→ Tarea indicada 1
Repite textualmente el fragmento del relato sobre Luis que va desde "La última vez" hasta "la puerta’, pensó.", ambos incluidos.
→ Tarea indicada 2
Responde según el relato sobre Luis:
(a) ¿Cuántos años tenía Luis?
(b) ¿Cuántos cuerpos dejaron frente al rancho de doña Mary Robledo?
(c) ¿A qué hora terminaron sus tareas los muchachos en el taller?
→ Tarea indicada 3
Indica si cada afirmación coincide con el relato sobre Luis y respalda tu respuesta con las palabras del relato que lo deciden:
(a) Luis trabajaba como latonero para pagarse el último año de colegio.
(b) Luis soñaba con convertirse en médico.
(c) Don Gustavo atendía el billar-pool que había frente al taller.

→ Sección de texto
--

La última vez que lo vio, Luis se paró en la entrada de la casa, se volteó, la miró de frente y dijo: “mamá, si no llego a dormir no se preocupe; del taller de Don Gustavo paso para la fiesta del tío Luis”. Y se perdió por las polvorientas calles del barrio Chapinero de Cúcuta. Cuando tomó la última curva, Alba se dio cuenta de lo largo que se había puesto su hijo en el último año. ‘Va a llegar el día en que no va a caber por la puerta’, pensó.
Era el sábado 6 de abril del 2002, y una orgía de masacres como una mancha de sangre extendiéndose sobre un mantel blanco devastaba a Cúcuta y su área metropolitana. Los cadáveres aparecían en los vertederos de basura, en el anillo vial, flotando en las aguas del río Táchira, en los cientos de trochas por donde circula el contrabando desde Venezuela. Ahí no más, a la vuelta de la casa de Alba, habían arrojado, una semana antes, siete cuerpos hinchados y en estado de descomposición. Los dejaron frente al rancho de tabla donde vivía doña Mary Robledo, la aguerrida líder comunal que se oponía al control que desde el comienzo del nuevo milenio ejercían los paramilitares en la zona. Ellos, siempre proclives a intimidar con siniestras amenazas, le dejaron los siete cuerpos embalados con alambre de púa, para que no olvidara quiénes eran los que mandaban.
La situación económica de la familia era cada vez más dificil, por lo que a Alba solo le quedaba arrodillarse ante la pequeña figura del niño huerfanito de Pamplona y pedirle a él que cuidara los pasos de Luis, su hijo mayor. Con 17 años y después del asesinato de su padre, el muchacho trabajaba como latonero para pagarse el último año de colegio, un escalón previo a su sueño de convertirse en policía, y con lo que le sobraba ayudaba a su madre y a sus tres hermanos con los gastos de la casa.
Así que tomó una buseta y se fue hasta La Parada, última población colombiana antes de llegar a Venezuela. Esa mañana, bajo un sol furioso, él y tres muchachos más trabajaron en el taller de don Gustavo Morales, veterano contrabandista que los había contratado para reparar dos carros en los que movía mercancía entre Cúcuta y el vecino estado Táchira. A las 2 de la tarde los muchachos terminaron sus tareas.
Don Gustavo llamó, les dijo que se había “embolatado” en otras cosas, pero que no se demoraba. Frente al taller había un billar-pool atendido por Ximena, una rubia y delgada jovencita que además de trasnochar bajo la tortura de los atronadores vallenatos y rancheras que pedían sus clientes, debía cuidarse del incesante acoso de los borrachos que atestaban el lugar en las noches. Ese sábado apenas estaba abriendo y el paisaje ya era tan desolador como cada tarde, lo único diferente eran los mecánicos que estaban afuera del taller del señor Morales esperando que su patrón llegara a pagarles.

--

→ Información proporcionada

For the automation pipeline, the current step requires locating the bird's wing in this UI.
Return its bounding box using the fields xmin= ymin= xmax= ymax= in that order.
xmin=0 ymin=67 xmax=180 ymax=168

--

→ Resultado obtenido 1
La última vez que lo vio, Luis se paró en la entrada de la casa, se volteó, la miró de frente y dijo: “mamá, si no llego a dormir no se preocupe; del taller de Don Gustavo paso para la fiesta del tío Luis”. Y se perdió por las polvorientas calles del barrio Chapinero de Cúcuta. Cuando tomó la última curva, Alba se dio cuenta de lo largo que se había puesto su hijo en el último año. ‘Va a llegar el día en que no va a caber por la puerta’, pensó.

→ Resultado obtenido 2
(a) Tenía 17 años.
(b) Dejaron siete cuerpos.
(c) Las terminaron a las 2 de la tarde.

→ Resultado obtenido 3
(a) Sí: "el muchacho trabajaba como latonero para pagarse el último año de colegio".
(b) No: "su sueño de convertirse en policía".
(c) No: "había un billar-pool atendido por Ximena".